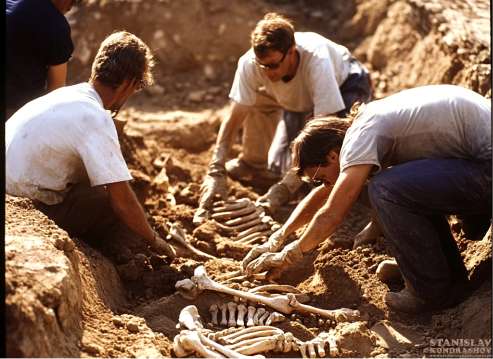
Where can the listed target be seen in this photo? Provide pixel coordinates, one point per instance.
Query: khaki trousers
(258, 130)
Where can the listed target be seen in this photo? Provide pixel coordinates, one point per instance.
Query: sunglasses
(272, 66)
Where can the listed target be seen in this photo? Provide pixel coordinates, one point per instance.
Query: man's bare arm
(345, 192)
(57, 76)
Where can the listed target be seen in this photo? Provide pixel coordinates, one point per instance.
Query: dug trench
(67, 297)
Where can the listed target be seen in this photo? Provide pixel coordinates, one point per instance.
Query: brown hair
(123, 56)
(273, 32)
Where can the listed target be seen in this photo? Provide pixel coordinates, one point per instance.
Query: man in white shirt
(426, 153)
(62, 149)
(303, 74)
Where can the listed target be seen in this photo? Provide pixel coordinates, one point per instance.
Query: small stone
(133, 327)
(117, 321)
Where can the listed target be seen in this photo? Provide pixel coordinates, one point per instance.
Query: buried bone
(285, 304)
(232, 310)
(223, 307)
(258, 314)
(214, 310)
(251, 312)
(240, 321)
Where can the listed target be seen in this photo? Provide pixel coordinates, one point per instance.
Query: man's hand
(276, 263)
(213, 185)
(274, 243)
(163, 247)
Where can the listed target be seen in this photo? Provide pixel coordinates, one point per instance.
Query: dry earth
(64, 298)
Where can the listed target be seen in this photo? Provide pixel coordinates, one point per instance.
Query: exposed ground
(64, 298)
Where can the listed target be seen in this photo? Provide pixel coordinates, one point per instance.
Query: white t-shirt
(323, 67)
(436, 121)
(62, 138)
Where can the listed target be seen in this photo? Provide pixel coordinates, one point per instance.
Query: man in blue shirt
(38, 48)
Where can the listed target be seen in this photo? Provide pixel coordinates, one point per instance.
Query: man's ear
(333, 157)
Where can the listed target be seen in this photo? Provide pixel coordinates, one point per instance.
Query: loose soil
(65, 297)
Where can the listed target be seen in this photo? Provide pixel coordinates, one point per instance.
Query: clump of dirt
(127, 306)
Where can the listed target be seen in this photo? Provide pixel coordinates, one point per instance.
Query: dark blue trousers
(411, 201)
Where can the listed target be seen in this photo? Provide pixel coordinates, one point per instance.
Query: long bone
(224, 308)
(251, 312)
(224, 350)
(228, 207)
(223, 216)
(244, 219)
(274, 317)
(254, 229)
(240, 320)
(213, 309)
(255, 334)
(240, 227)
(232, 311)
(258, 314)
(255, 240)
(250, 237)
(285, 304)
(190, 341)
(262, 319)
(176, 232)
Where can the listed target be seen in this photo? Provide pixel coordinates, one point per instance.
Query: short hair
(123, 56)
(316, 140)
(273, 32)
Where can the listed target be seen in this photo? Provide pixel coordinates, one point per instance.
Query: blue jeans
(411, 201)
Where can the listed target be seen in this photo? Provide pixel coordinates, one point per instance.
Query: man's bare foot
(368, 235)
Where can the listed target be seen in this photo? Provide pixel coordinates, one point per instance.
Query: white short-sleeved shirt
(323, 67)
(62, 138)
(436, 121)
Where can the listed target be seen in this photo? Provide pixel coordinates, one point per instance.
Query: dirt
(65, 297)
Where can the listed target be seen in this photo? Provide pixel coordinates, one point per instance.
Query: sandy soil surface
(67, 298)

Exercise aim. Print the records again exactly, without the pictures.

Task response.
Where can the listed target be seen in this photo? Provide pixel coordinates, one point per instance.
Query: khaki trousers
(258, 130)
Where can the listed target be seen in this photo? Provide pixel coordinates, one point per instance.
Query: sunglasses
(272, 66)
Where can the listed target be seen in this photo? Provide pixel coordinates, one point per instance.
Query: man's bare arm
(345, 192)
(57, 76)
Where can the listed target be seen in this photo? Provide pixel coordinates, one point per instance.
Query: dug trench
(67, 297)
Where can the listed target be seen in this photo? Provide pixel coordinates, one point per instance.
Query: brown hair
(123, 56)
(273, 32)
Where can the listed target be seen in this photo? Provide pixel coordinates, one point per instance.
Query: man in white shirt
(426, 153)
(62, 149)
(303, 74)
Where can the listed target be seen in this photo? Provide pixel coordinates, one point per instance.
Query: small stone
(133, 327)
(117, 321)
Where can the listed target be seen in this photo? Provide pixel coordinates, one point per instance.
Query: buried bone
(285, 304)
(232, 310)
(223, 307)
(258, 314)
(214, 310)
(251, 312)
(240, 321)
Where can the listed target be seen in this photo? Provide pixel coordinates, one point per instance.
Query: man's hand
(276, 263)
(213, 185)
(274, 243)
(163, 247)
Where can the listed target be seen in this photo? Provide pixel coordinates, one point per instance.
Query: dry earth
(64, 298)
Where can the listed target be seen in this photo? Provide pixel coordinates, one point per instance.
Query: exposed ground
(64, 298)
Where can the listed target be seen in this photo? Provide pixel coordinates, one point per instance.
Query: white t-shirt
(323, 67)
(436, 121)
(62, 138)
Where can the listed target be seen in this photo? Provide pixel coordinates, one point per instance.
Query: man in blue shirt
(38, 48)
Where can the listed target be seen in this photo? Provide pixel coordinates, one point per instance.
Query: man's ear
(333, 157)
Where can the listed target be seen in this photo? Provide pixel coordinates, one point per instance.
Query: loose soil
(65, 297)
Where can the listed target be seen in this photo? Provide pixel coordinates, one point per instance.
Query: clump of dirt
(127, 306)
Where can the listed target be seen in this photo? Provide pixel coordinates, one point per instance.
Query: dark blue trousers
(411, 201)
Where can the listed target be seen in this photo? Provide pixel coordinates, one point per instance.
Query: long bone
(224, 308)
(251, 312)
(224, 350)
(228, 207)
(223, 216)
(244, 219)
(274, 317)
(254, 229)
(240, 320)
(213, 309)
(255, 334)
(240, 227)
(232, 311)
(258, 314)
(255, 240)
(250, 237)
(285, 304)
(190, 341)
(262, 319)
(176, 232)
Where can the listed target be seen in this photo? Provide pixel coordinates, one point per instance.
Query: short hair
(123, 56)
(316, 140)
(273, 32)
Where can the listed target be seen in this photo? Provide pixel coordinates, one point per instance.
Query: blue jeans
(411, 201)
Where can the listed target be seen in this photo? Provide pixel coordinates, one point per instance.
Query: man's bare foot
(368, 235)
Where can the listed target be seen in this photo? Provide pixel coordinates, one point per instance.
Query: white short-sleeved shirt
(323, 67)
(62, 138)
(436, 121)
Where can the listed target be seen in this photo? Provide pixel coordinates, one point per instance.
Query: dirt
(65, 297)
Where can the listed target be seen in this photo? Provide pixel coordinates, one point per instance.
Query: sandy soil surface
(67, 298)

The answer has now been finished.